▸ **ACTIVITY**: Once the pictures are set aside, reproduce all of the records exactly.
═══ THE INPUT ═══
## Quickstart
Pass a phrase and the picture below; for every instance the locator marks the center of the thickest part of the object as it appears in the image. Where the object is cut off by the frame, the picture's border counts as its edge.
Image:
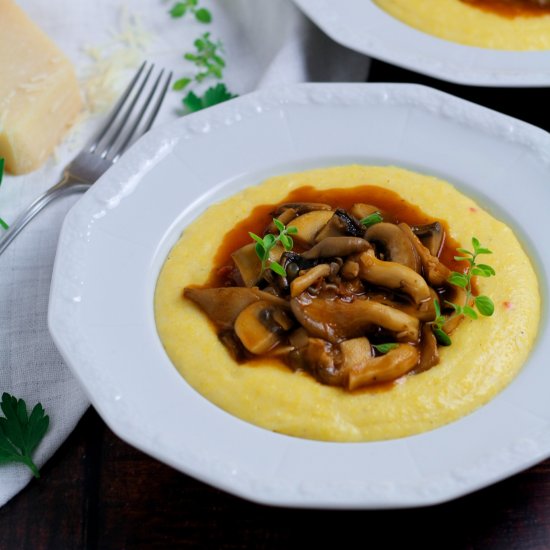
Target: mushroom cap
(260, 326)
(394, 276)
(385, 368)
(335, 320)
(333, 247)
(397, 247)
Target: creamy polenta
(485, 355)
(464, 23)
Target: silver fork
(105, 148)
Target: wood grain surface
(98, 492)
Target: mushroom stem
(393, 275)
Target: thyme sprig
(208, 60)
(266, 244)
(480, 304)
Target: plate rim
(452, 62)
(154, 147)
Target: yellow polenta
(460, 22)
(485, 355)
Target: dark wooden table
(97, 492)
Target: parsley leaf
(212, 96)
(179, 9)
(20, 433)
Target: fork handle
(65, 186)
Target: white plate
(115, 240)
(363, 26)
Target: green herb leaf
(261, 252)
(287, 242)
(458, 279)
(269, 241)
(181, 83)
(203, 15)
(442, 337)
(279, 224)
(470, 312)
(485, 305)
(373, 218)
(437, 308)
(193, 102)
(384, 348)
(277, 268)
(20, 433)
(256, 238)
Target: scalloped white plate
(115, 240)
(363, 26)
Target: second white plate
(363, 26)
(115, 240)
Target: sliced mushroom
(261, 326)
(332, 247)
(302, 207)
(350, 270)
(319, 358)
(431, 235)
(395, 245)
(435, 272)
(336, 320)
(385, 368)
(393, 275)
(424, 312)
(361, 210)
(222, 305)
(340, 224)
(308, 225)
(303, 282)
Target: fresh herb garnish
(179, 9)
(208, 61)
(265, 245)
(212, 96)
(437, 326)
(371, 219)
(384, 348)
(207, 57)
(3, 224)
(20, 433)
(483, 304)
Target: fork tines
(133, 114)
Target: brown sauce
(394, 208)
(511, 8)
(398, 209)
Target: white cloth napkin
(267, 43)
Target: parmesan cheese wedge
(39, 94)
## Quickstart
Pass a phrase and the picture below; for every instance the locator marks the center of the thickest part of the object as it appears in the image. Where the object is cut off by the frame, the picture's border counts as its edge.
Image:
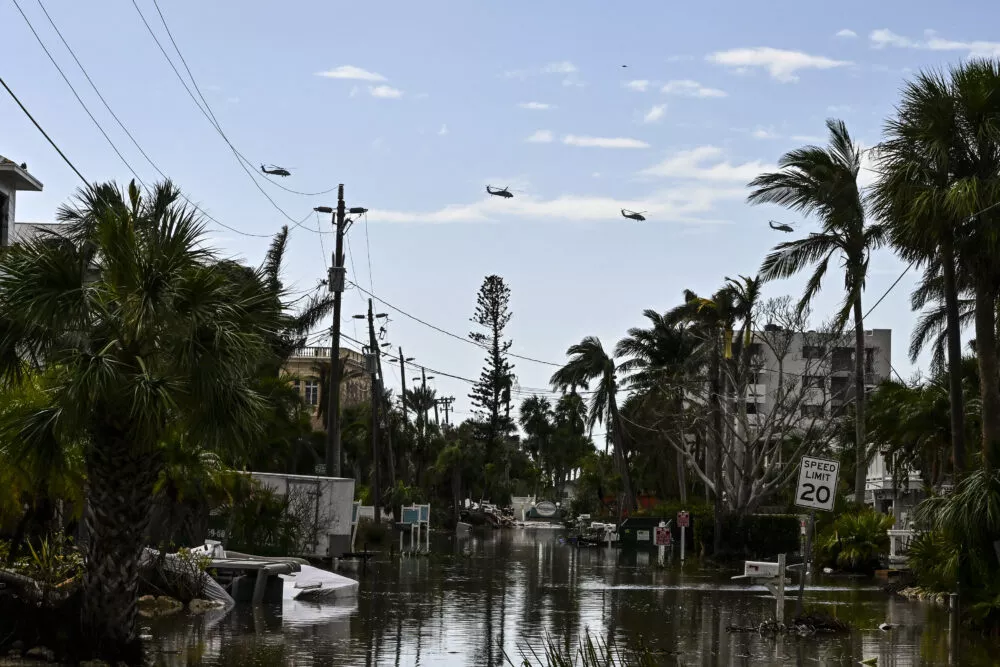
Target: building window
(843, 359)
(312, 392)
(812, 410)
(812, 352)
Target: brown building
(304, 366)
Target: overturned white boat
(311, 584)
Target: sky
(416, 107)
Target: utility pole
(335, 282)
(402, 374)
(373, 370)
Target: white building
(14, 178)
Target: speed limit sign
(817, 483)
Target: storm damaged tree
(491, 393)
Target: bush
(933, 559)
(855, 541)
(751, 536)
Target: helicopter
(780, 227)
(275, 170)
(500, 192)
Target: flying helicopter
(500, 192)
(780, 227)
(275, 170)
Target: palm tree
(824, 182)
(144, 332)
(589, 361)
(917, 163)
(656, 366)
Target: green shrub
(855, 541)
(751, 536)
(933, 559)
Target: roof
(17, 176)
(25, 231)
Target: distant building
(305, 365)
(14, 178)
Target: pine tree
(491, 394)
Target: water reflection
(478, 598)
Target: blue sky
(415, 107)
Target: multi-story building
(14, 178)
(304, 366)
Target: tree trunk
(715, 406)
(989, 373)
(121, 488)
(860, 433)
(616, 429)
(954, 333)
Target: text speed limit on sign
(817, 483)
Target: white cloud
(654, 114)
(781, 64)
(683, 204)
(351, 72)
(540, 137)
(688, 88)
(706, 163)
(535, 106)
(386, 92)
(562, 67)
(603, 142)
(975, 49)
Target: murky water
(478, 599)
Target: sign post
(817, 490)
(683, 521)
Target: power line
(44, 133)
(446, 332)
(111, 111)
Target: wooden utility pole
(376, 454)
(402, 374)
(335, 282)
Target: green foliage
(855, 541)
(51, 560)
(933, 559)
(747, 536)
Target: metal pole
(336, 284)
(779, 614)
(376, 454)
(402, 375)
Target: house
(14, 178)
(304, 366)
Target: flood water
(477, 599)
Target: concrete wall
(324, 503)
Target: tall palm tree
(589, 361)
(917, 168)
(824, 182)
(144, 332)
(657, 366)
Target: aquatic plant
(590, 652)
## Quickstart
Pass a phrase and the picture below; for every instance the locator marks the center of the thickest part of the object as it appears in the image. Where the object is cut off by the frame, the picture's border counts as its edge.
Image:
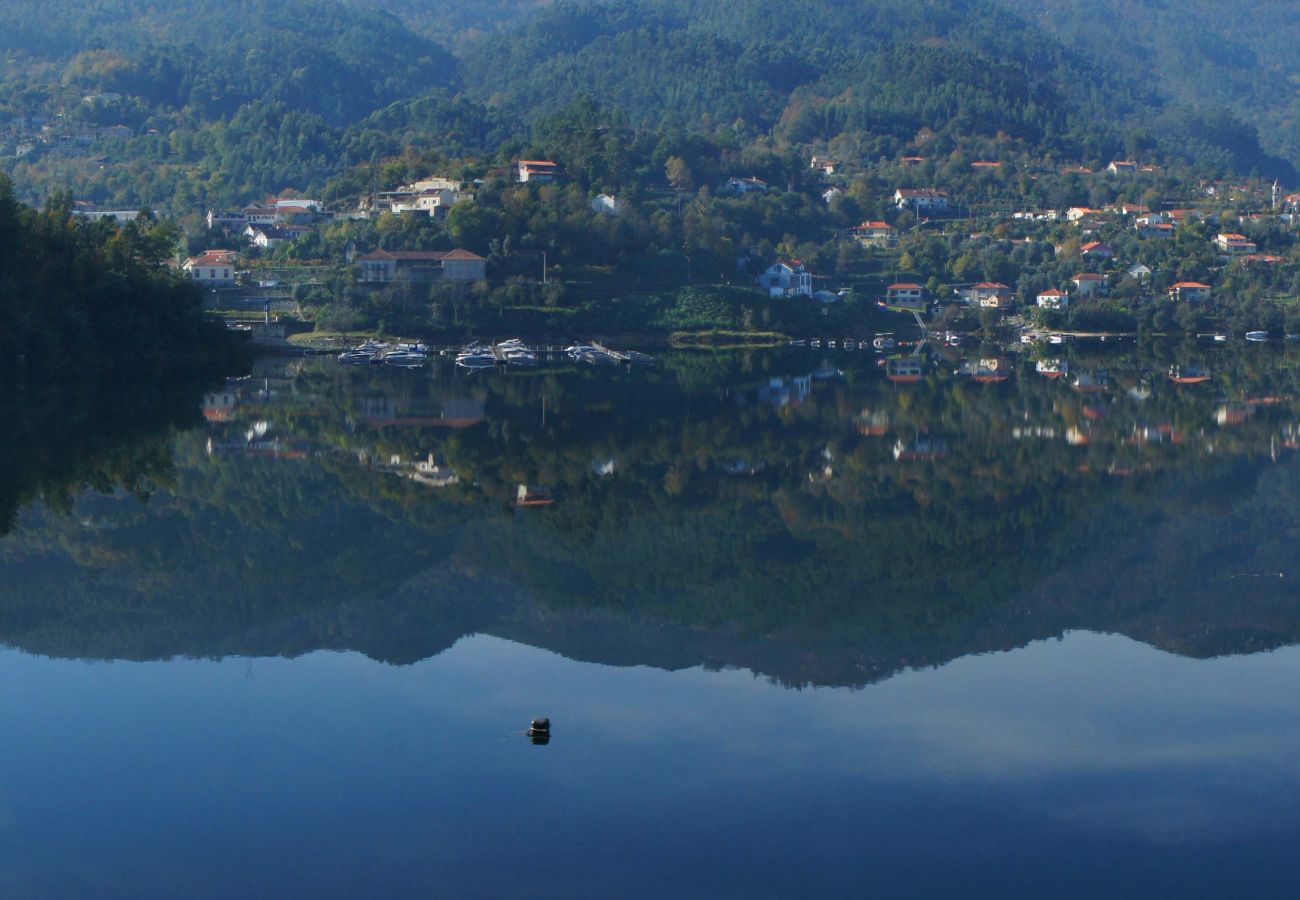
═══
▸ **SOLUTION**:
## Quickstart
Pass a phrase and the picture below; for every instance the locator marks the center of the thickest part of the object as it appears in the image. Where the object is cut off by the frame, the picture's border counts as its edge.
Image:
Target: mushroom cap
(260, 326)
(394, 276)
(385, 368)
(335, 320)
(333, 247)
(397, 247)
Target: creamy polenta
(485, 355)
(464, 23)
Target: silver fork
(105, 148)
Target: wood grain surface
(98, 492)
Target: mushroom stem
(393, 275)
Target: thyme sprig
(208, 60)
(266, 244)
(480, 304)
Target: plate rim
(452, 62)
(154, 147)
Target: yellow polenta
(460, 22)
(485, 355)
Target: dark wooden table
(97, 492)
Target: parsley leaf
(212, 96)
(179, 9)
(20, 433)
Target: fork handle
(65, 186)
Target: white plate
(115, 240)
(363, 26)
Target: green herb leaf
(261, 252)
(287, 242)
(458, 279)
(269, 241)
(181, 83)
(203, 15)
(442, 337)
(279, 224)
(470, 312)
(485, 305)
(373, 218)
(437, 308)
(193, 102)
(384, 348)
(277, 268)
(20, 433)
(256, 238)
Target: scalloped white plate
(115, 240)
(363, 26)
Target: second white plate
(363, 26)
(115, 240)
Target: sliced mushroom
(261, 326)
(332, 247)
(302, 207)
(350, 270)
(319, 358)
(431, 235)
(395, 245)
(435, 272)
(336, 320)
(385, 368)
(393, 275)
(424, 312)
(361, 210)
(222, 305)
(340, 224)
(308, 225)
(303, 282)
Target: fresh herb garnish
(179, 9)
(208, 61)
(265, 245)
(212, 96)
(437, 326)
(371, 219)
(384, 348)
(207, 57)
(3, 224)
(20, 433)
(483, 304)
Target: fork tines
(133, 114)
Target: brown sauce
(394, 208)
(511, 8)
(398, 209)
Target: white cloth napkin
(267, 43)
Target: parmesan cheese wedge
(39, 94)
## Quickstart
Pass a phrase and the picture below; for every instance the locator marks the center of the thickest part of the object as it appears in the image. Where the object is cut off by the frame, the picture's border counts as its edge.
Image:
Target: building window
(843, 359)
(312, 392)
(812, 410)
(812, 352)
Target: brown building
(304, 366)
Target: overturned white boat
(311, 584)
Target: sky
(416, 107)
Target: utility pole
(335, 282)
(402, 374)
(373, 370)
Target: white building
(14, 178)
Target: speed limit sign
(817, 483)
Target: storm damaged tree
(491, 393)
Target: bush
(933, 559)
(855, 541)
(751, 536)
Target: helicopter
(780, 227)
(275, 170)
(500, 192)
Target: flying helicopter
(500, 192)
(780, 227)
(275, 170)
Target: palm tree
(824, 182)
(144, 332)
(589, 361)
(917, 163)
(656, 366)
Target: green shrub
(855, 541)
(751, 536)
(933, 559)
Target: roof
(17, 176)
(25, 231)
Target: distant building
(305, 365)
(14, 178)
Target: pine tree
(491, 394)
Target: water reflection
(478, 598)
Target: blue sky
(415, 107)
Target: multi-story building
(14, 178)
(304, 366)
Target: tree trunk
(715, 406)
(989, 373)
(121, 488)
(860, 433)
(616, 429)
(954, 333)
Target: text speed limit on sign
(817, 483)
Target: white cloud
(654, 114)
(781, 64)
(683, 204)
(351, 72)
(540, 137)
(688, 88)
(706, 163)
(535, 106)
(386, 92)
(562, 67)
(603, 142)
(975, 49)
Target: murky water
(478, 599)
Target: sign post
(817, 490)
(683, 521)
Target: power line
(44, 133)
(446, 332)
(111, 111)
Target: wooden utility pole
(376, 454)
(402, 374)
(335, 282)
Target: green foliage
(855, 541)
(51, 560)
(933, 559)
(747, 536)
Target: metal pole
(336, 284)
(779, 614)
(376, 454)
(402, 375)
Target: house
(14, 178)
(304, 366)
Target: flood water
(477, 599)
Target: concrete wall
(324, 503)
Target: tall palm tree
(589, 361)
(917, 168)
(824, 182)
(144, 332)
(657, 366)
Target: aquatic plant
(590, 652)
## Quickstart
Pass a phrase and the picture below; for every instance the locator marks the center of the thickest part of the object as it appears in the image. Where the object is cut off by the frame, the picture's border counts as its edge.
Image:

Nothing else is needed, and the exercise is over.